### Written exercise
Copy out all of the entries below, swapping every occurrence of "object localization" for "object detection" and changing nothing else.

### Data records
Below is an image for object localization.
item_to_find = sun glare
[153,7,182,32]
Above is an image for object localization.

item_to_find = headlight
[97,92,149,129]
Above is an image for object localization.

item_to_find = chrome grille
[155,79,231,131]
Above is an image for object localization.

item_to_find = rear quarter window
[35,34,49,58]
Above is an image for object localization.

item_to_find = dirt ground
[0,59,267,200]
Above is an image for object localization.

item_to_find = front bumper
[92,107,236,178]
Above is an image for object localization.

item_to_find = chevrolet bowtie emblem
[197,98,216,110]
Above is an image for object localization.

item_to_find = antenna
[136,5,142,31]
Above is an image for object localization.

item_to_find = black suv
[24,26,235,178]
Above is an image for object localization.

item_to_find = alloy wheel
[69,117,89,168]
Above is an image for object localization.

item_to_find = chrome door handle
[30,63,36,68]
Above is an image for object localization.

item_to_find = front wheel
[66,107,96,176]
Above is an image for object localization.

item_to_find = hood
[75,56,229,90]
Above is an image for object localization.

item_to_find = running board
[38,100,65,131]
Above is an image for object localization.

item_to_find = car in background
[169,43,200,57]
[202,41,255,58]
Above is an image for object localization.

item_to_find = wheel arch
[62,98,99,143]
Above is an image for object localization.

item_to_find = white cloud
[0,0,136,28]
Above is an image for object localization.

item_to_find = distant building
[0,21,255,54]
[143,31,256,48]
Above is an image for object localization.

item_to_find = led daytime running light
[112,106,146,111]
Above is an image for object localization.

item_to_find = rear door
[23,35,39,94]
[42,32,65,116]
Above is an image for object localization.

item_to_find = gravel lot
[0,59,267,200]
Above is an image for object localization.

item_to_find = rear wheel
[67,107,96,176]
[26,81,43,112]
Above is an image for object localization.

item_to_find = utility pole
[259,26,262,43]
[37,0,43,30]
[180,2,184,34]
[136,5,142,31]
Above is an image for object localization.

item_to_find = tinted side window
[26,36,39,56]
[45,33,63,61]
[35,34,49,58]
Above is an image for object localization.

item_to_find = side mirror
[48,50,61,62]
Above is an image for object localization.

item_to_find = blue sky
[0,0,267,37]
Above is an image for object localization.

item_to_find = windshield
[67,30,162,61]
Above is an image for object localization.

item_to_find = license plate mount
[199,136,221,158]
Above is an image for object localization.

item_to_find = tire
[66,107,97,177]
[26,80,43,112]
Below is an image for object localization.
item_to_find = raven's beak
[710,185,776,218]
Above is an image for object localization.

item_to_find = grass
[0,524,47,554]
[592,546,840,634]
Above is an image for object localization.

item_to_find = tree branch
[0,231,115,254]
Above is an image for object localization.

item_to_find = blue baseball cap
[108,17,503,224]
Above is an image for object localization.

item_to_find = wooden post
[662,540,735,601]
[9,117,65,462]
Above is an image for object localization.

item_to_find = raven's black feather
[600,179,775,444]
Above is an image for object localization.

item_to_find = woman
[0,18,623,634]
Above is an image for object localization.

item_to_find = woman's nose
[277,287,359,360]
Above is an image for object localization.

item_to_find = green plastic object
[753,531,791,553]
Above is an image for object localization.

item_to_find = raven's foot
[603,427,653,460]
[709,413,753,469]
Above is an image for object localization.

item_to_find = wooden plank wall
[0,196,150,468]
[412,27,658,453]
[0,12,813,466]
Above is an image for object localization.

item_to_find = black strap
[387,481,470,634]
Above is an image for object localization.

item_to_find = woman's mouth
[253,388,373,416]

### Exercise answer
Below is an image for object detection.
item_to_find = sun glare
[153,7,182,32]
Above is an image for object detection.

item_to_find = headlight
[97,92,149,129]
Above is an image for object detection.

item_to_find = chrome grille
[155,79,231,131]
Above is an image for object detection.

item_to_find = rear quarter window
[35,34,49,58]
Above is an image for object detection.

item_to_find = dirt ground
[0,59,267,200]
Above is an image for object detection.

item_to_find = front bumper
[92,107,236,178]
Above is an image for object detection.

item_to_find = chevrolet bowtie emblem
[197,98,216,110]
Above is an image for object detection.

item_to_find = antenna
[136,5,142,31]
Above is an image for object detection.

item_to_find = black suv
[24,26,235,178]
Above is an image for object detection.

item_to_find = alloy wheel
[69,117,89,168]
Above is an image for object detection.

item_to_find = chrome door handle
[30,63,36,68]
Above is an image for object detection.

item_to_find = front wheel
[66,107,96,176]
Above is an image for object detection.

item_to_find = hood
[75,56,229,90]
Above is an image for object detection.

item_to_find = running board
[38,100,65,131]
Above is an image for object detection.

item_to_find = car in background
[169,43,200,57]
[202,41,255,58]
Above is an image for object detection.

item_to_find = wheel arch
[62,98,99,143]
Above is an image for object detection.

item_to_find = white cloud
[0,0,136,28]
Above is an image for object detection.

item_to_find = distant building
[0,21,255,54]
[143,31,256,48]
Above is an image for object detection.

item_to_find = led daytime running light
[112,106,146,111]
Above is an image for object detection.

item_to_find = rear door
[23,35,39,94]
[42,32,65,116]
Above is an image for object detection.

item_to_find = gravel lot
[0,59,267,200]
Above is an image for object detection.

item_to_find = rear wheel
[67,107,96,176]
[26,81,43,112]
Above is an image for object detection.

item_to_find = utility pole
[259,26,262,43]
[37,0,43,30]
[180,2,184,34]
[136,5,142,31]
Above is an image for object detection.

item_to_find = tinted side window
[26,36,39,56]
[45,33,63,61]
[35,34,49,58]
Above is an image for object detection.

item_to_find = side mirror
[48,50,61,62]
Above is an image for object detection.

item_to_find = blue sky
[0,0,267,37]
Above is an image for object detection.

item_to_find = windshield
[67,30,162,61]
Above is an image for object detection.

item_to_find = license plate mount
[199,136,221,158]
Above is an image for object detection.

item_to_find = tire
[66,107,97,177]
[26,80,43,112]
Below is an image for object detection.
item_to_find = raven's beak
[710,185,776,218]
Above is an image for object detection.

item_to_find = grass
[0,524,47,554]
[592,546,840,634]
Above is an image for object detection.

item_to_find = tree branch
[0,231,115,254]
Above is an image for object detection.

item_to_find = blue baseball cap
[108,17,503,224]
Above is an image for object detection.

item_to_find = wooden post
[662,540,735,601]
[9,117,65,462]
Above is an image for object detection.

item_to_find = raven's black feather
[600,179,775,444]
Above is an image for object detection.

item_to_find = woman
[0,18,623,634]
Above is an image for object detection.

item_to_find = woman's nose
[277,287,359,360]
Above is an image for object detection.

item_to_find = green plastic object
[753,531,791,553]
Above is an image for object detection.

item_to_find = raven's foot
[603,427,653,460]
[709,413,753,469]
Above is an image for object detection.

item_to_find = wooden plank wall
[0,196,150,468]
[412,27,658,453]
[0,12,813,466]
Above is an image for object detection.

item_to_find = black strap
[387,481,470,634]
Above is an image for object detection.

item_to_find = woman's mouth
[253,388,373,416]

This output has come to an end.